(Records excerpted from a collection)
########

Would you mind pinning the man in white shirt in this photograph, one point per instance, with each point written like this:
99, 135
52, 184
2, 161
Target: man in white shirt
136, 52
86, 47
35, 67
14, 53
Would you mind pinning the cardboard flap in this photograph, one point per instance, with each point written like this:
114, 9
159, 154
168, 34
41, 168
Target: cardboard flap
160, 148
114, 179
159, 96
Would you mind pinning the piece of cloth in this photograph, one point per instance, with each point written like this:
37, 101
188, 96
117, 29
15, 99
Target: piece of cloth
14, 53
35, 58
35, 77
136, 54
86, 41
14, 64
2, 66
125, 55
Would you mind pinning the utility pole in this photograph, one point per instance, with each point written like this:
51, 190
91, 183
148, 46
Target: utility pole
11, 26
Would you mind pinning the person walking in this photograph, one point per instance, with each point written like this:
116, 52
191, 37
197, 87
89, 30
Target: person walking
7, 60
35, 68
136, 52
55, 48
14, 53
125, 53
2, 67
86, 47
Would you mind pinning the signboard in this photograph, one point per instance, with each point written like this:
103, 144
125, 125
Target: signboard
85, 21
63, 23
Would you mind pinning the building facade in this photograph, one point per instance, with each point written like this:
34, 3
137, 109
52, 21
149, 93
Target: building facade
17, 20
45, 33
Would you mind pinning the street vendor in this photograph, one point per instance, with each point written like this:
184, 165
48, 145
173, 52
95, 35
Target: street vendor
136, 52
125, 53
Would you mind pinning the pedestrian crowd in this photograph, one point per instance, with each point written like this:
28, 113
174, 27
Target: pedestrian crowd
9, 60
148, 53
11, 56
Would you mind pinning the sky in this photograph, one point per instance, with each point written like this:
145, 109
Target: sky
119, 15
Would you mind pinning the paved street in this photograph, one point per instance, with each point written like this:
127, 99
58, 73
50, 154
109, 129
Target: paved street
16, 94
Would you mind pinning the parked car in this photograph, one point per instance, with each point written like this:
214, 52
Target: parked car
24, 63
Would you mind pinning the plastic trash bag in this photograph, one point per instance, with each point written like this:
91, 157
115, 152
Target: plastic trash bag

########

Task instructions: Line by line, output the records exactly as given.

Task output:
Would you mind pinning the man in white shirt in this photograph, one point per instance, with each point written like this:
99, 135
52, 184
2, 161
Target: man in white shirt
136, 52
86, 47
35, 67
14, 53
Would you mind pinning the cardboard flap in this photograph, one point per instance, with each point written like this:
114, 9
159, 154
168, 34
41, 168
Target: cardboard flap
160, 148
114, 179
159, 96
Would you mind pinning the piece of cloth in this photograph, one point per instance, with each point written like this:
37, 101
188, 96
117, 29
15, 99
Target: piece of cloth
14, 53
35, 58
35, 77
136, 54
86, 41
14, 64
2, 66
125, 55
Would you mind pinning the utility pole in this photograph, one point per instance, with each point written like this:
51, 190
91, 183
148, 46
Target: utility pole
11, 26
Would you mind pinning the person walking in this photograph, one point per instance, with each point written like this:
116, 52
191, 37
197, 87
89, 30
Target: person walking
7, 60
35, 68
136, 52
55, 48
14, 53
125, 53
2, 67
86, 47
Would you mind pinning the signboard in this photograph, one point per instance, with each point written like this:
103, 144
125, 125
Target: signboard
85, 21
63, 23
Would you mind pinning the building facade in this photograph, one point per instance, with each point written like this:
34, 3
137, 109
52, 21
149, 93
Target: building facade
17, 20
45, 33
Would you mind pinning the street vendor in this photograph, one point per instance, with each point written like this:
184, 165
48, 145
173, 52
95, 35
Target: street vendor
136, 52
125, 53
Would you mind pinning the pedestrian crowd in this photograph, one point per instance, with each point written like this:
28, 113
174, 27
Target: pedestrian crowd
9, 60
148, 53
11, 56
Would you mind pinning the sky in this photograph, one point per instance, with each point written like this:
145, 109
Target: sky
119, 15
Would you mind pinning the paved street in this photograph, one point per instance, with each point written like this:
127, 99
58, 73
50, 154
109, 129
Target: paved street
16, 94
Would you mind pinning the parked car in this photograph, one point per instance, with each point written like this:
214, 52
Target: parked car
24, 63
Would you mind pinning the plastic trash bag in this photograph, one point per instance, with each point written like this:
91, 157
115, 152
Target: plastic trash bag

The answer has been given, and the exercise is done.